◆ PASSAGE
Notes on modifications to support SystemMetadata Replication
--------------------------------------------------------------------------------------------
Waltz, Leinfelder, Jones
need separate CN method for creating science data's systemMetadata (without the data file itself)
CN.registerDataSystemMetadata(token, pid, systemMetadata...)
replication must produce copy of sytemMetadata of non available document..
Made this CN.registerSystemMetadata(session, pid, sysmeta) -> boolean It is conceivable that there may be other object types we want to track besides data that will not be copied to the coordinating nodes. It is a POST to /meta
CN_crud.updateSystemMetadata(token, pid, systemMetadata) -> Types.Identifier
replaced by
CN_crud.updateReplicaMetadata(token, pid, Types.ReplicaMetadata) -> Types.Identifier
full replacement of ReplicaMetadata, changes date sysmeta modified
CN_crud.setAccessPolicy(token, pid, AccessPolicy) -> boolean
RE /access/pid (body containing token, AccessPolicy) -> boolean
- changes date sysmeta modified too
CN_crud.setReplicationPolicy(token, pid, ReplicationPolicy) -> boolean
REST API: PUT /replication/pid (body containing token, ReplicationPolicy) -> boolean
- changes date sysmeta modified too
This next method needs to be refactored
-----------------------------------------------------------
CN_store(?).setProvenance(token, pid, Provenance) -> boolean
obsoletes/obsoletedBy only changed by MN.update()
derivedFrom can be set in its own method, requires write access on the derived object (Hold off on this, no separate method for now)
-- consider removing derivedFrom from Sysmeta until we can fully specify its use and meaning
CN.setDescribes()
describes can be set in its own method, but only with write access to described object and describing object
-- may want to relax the requirement later to allow third party annotations/perspectives/derivations on other people's data, but need to be able to differentiate the primary provider's description from these other descriptions
CN.setDescribedBy()
describedBy can be set in its own method, but only with write access to described object
Story: Want metacat to save all sysmeta in tables, and stop storing sysmeta as XML docs
Task: refactor metacat tables to potentially merge xml_documents, xml_revisions, identifiers, and systemmetadata if it make sense
Task: create tables for access control (exist), replica policy, replica status, provenance info
Task: modify all dataone & native services in metacat to no longer store sysmeta xml
Task: modify getSystemMetadata to return XML from sysmeta tables serialization
Task: modify replication docInfo to contain full sysmeta info, and copy into replicated sysmeta tables (including both sysmeta and identifiers tables)

◆ SET OF TASKS
• 1. Answer these questions about the notes:
(a) To what path is the registerSystemMetadata call a POST?
(b) Which method is the only one that changes obsoletes/obsoletedBy?
(c) According to the story, what should metacat stop doing with sysmeta?
• 2. Copy the part of the notes starting with "derivedFrom can be" and going on through "CN.setDescribes()".
The listing that comes next is taken from a separate source, unrelated to these notes.

◆ DATA BLOCK
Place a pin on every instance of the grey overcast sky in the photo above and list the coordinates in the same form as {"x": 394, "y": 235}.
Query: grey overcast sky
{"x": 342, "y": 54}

◆ ANSWERS FOR THIS EXERCISE
• 1.
(a) /meta
(b) MN.update()
(c) Storing sysmeta as XML docs.

• 2.
derivedFrom can be set in its own method, requires write access on the derived object (Hold off on this, no separate method for now)
-- consider removing derivedFrom from Sysmeta until we can fully specify its use and meaning
CN.setDescribes()